[Task objective] Copy the records below, swapping every "innermost point" for "center point" and leaving the rest unchanged.
•••
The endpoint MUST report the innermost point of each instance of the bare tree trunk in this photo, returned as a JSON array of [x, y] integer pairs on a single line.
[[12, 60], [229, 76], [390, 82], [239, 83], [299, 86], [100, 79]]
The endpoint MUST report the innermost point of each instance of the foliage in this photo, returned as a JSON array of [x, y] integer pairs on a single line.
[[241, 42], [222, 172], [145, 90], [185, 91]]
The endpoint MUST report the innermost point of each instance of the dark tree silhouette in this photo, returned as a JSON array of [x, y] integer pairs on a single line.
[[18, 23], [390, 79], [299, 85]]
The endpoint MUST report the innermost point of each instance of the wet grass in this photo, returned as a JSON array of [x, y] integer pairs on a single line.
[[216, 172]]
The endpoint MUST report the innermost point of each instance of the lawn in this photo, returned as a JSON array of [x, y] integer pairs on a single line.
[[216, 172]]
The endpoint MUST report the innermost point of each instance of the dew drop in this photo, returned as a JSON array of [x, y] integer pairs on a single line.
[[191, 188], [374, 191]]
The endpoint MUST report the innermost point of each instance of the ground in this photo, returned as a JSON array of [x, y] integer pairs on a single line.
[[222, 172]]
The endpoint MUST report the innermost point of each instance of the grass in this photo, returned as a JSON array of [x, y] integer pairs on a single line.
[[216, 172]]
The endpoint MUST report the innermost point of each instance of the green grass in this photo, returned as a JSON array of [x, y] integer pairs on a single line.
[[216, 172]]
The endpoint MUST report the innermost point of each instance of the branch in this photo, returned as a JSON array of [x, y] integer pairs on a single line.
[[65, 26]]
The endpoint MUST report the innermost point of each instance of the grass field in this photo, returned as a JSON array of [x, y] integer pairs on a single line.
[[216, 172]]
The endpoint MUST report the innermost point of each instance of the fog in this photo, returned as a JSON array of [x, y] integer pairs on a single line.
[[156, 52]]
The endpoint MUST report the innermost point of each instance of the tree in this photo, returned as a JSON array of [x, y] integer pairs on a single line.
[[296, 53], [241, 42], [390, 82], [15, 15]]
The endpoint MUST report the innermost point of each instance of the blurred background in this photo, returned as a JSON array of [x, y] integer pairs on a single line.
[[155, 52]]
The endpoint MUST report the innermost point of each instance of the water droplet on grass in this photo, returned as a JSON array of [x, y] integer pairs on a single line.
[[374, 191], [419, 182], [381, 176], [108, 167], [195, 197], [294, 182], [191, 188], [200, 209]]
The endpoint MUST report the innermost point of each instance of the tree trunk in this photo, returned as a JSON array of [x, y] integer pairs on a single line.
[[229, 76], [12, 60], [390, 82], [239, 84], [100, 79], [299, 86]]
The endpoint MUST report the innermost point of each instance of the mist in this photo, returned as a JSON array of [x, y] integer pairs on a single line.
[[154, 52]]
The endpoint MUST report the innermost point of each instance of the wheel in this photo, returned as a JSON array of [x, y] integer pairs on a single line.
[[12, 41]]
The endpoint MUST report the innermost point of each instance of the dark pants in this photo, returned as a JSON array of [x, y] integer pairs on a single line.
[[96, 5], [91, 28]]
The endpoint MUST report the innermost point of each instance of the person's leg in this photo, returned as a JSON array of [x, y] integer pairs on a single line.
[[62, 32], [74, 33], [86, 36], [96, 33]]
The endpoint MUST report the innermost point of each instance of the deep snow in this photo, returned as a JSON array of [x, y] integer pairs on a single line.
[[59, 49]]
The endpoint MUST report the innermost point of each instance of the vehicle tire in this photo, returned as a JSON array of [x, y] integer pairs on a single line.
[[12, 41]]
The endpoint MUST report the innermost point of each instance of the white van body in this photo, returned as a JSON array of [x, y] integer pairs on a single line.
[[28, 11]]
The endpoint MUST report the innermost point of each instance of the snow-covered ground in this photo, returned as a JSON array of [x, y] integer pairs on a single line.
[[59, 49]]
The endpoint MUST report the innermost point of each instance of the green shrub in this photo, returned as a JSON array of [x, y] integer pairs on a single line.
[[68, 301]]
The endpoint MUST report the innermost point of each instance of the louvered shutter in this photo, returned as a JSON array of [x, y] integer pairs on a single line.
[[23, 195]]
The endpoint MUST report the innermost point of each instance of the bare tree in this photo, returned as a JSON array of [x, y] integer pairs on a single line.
•••
[Solution]
The endpoint MUST report the center point of each instance of the bare tree trunk in this photo, returned as a JSON array of [x, y] integer pairs on a single line.
[[12, 60], [229, 76], [390, 82], [239, 83], [299, 86], [100, 79]]
The endpoint MUST report the center point of each instance of the foliage in this photo, returned as a JSON array of [x, y] integer pairs on a single line.
[[241, 42], [222, 172], [145, 90], [185, 91]]
The endpoint MUST report the center point of each instance of the dark tree silhouette in this photo, returned as a JSON array of [x, y] integer pairs on a single line.
[[18, 23], [390, 79], [299, 85]]
The endpoint MUST report the center point of each instance of the wet grass in this photo, returned as a JSON array of [x, y] integer pairs on a single line.
[[216, 172]]
The endpoint MUST report the center point of each instance of the lawn in this photo, returned as a JSON array of [x, y] integer pairs on a single line.
[[216, 172]]
The endpoint MUST report the center point of each instance of the dew drop in this photo, returned as a JSON array of [x, y] integer pairs on a single line.
[[191, 188], [374, 191]]
The endpoint MUST report the center point of each instance of the ground in this photo, returned as a JSON array of [x, y] integer pairs on a single line.
[[222, 172]]
The endpoint MUST report the center point of each instance of the grass in this photo, returned as a JSON array of [x, y] integer pairs on a single line.
[[216, 172]]
The endpoint MUST report the center point of each instance of the green grass in this photo, returned as a JSON array of [x, y] integer pairs on a single line.
[[216, 172]]
The endpoint MUST report the center point of each instance of the branch in this photo, returned as a JSON array of [x, y] integer pairs on a single line.
[[65, 26]]
The endpoint MUST report the center point of each instance of the grass field in this photo, returned as a JSON array of [x, y] integer pairs on a single line.
[[216, 172]]
The endpoint MUST report the center point of each instance of the fog in this photo, returned as a JSON array of [x, y] integer pairs on a single line.
[[156, 52]]
The endpoint MUST report the center point of each instance of the tree in this photo, returned as a JSON array of [x, y] integer pairs on a single line.
[[296, 53], [241, 42], [390, 82], [15, 15]]
The endpoint MUST report the center point of each instance of the blurred background in this photo, returned as a JSON array of [x, y] integer pairs on a single line.
[[155, 52]]
The endpoint MUST report the center point of each instance of the water droplet on grass in this photo, returned as a JSON array of [x, y] integer pairs on a single line.
[[374, 191], [419, 182], [381, 176], [108, 167], [195, 197], [294, 182], [191, 188], [200, 209]]
The endpoint MUST report the center point of each instance of the tree trunk in this photo, returned as a JSON array of [x, y] integer pairs on a single line.
[[229, 76], [12, 60], [390, 82], [239, 84], [100, 79], [299, 86]]
The endpoint MUST report the center point of each instance of the mist in this photo, returned as a JSON array of [x, y] integer pairs on a single line.
[[154, 52]]
The endpoint MUST report the center point of each instance of the wheel in this photo, returned as a JSON array of [x, y] integer pairs on a single line.
[[12, 41]]
The endpoint MUST report the center point of each instance of the dark pants in this photo, returned as a JSON array of [x, y] integer pairs on a single line.
[[96, 5], [91, 28]]
The endpoint MUST report the center point of each instance of the person's leg in this photo, returned as a JSON array of [x, y] integer pairs on a single line.
[[62, 32], [74, 33], [86, 36], [96, 33]]
The endpoint MUST report the center point of each instance of the deep snow in this photo, returned as a JSON array of [x, y] integer pairs on a single line.
[[59, 49]]
The endpoint MUST report the center point of each instance of the vehicle tire in this photo, returned as a JSON array of [x, y] integer pairs on a single line.
[[12, 41]]
The endpoint MUST report the center point of each instance of the white van body in this photo, returned as a JSON array of [x, y] integer pairs on a single line.
[[28, 11]]
The endpoint MUST report the center point of each instance of the snow-covered ground in this photo, returned as a JSON array of [x, y] integer pairs on a single line.
[[59, 49]]
The endpoint MUST report the center point of each instance of the green shrub in this photo, returned as a JSON array of [x, y] integer pairs on a single line.
[[68, 301]]
The endpoint MUST report the center point of each instance of the louvered shutter in this photo, returned as a JSON array of [x, y] integer pairs on a single line.
[[23, 195]]
The endpoint MUST report the center point of each instance of the bare tree in this photo, returned as a JSON array of [x, y] integer pairs on a single line.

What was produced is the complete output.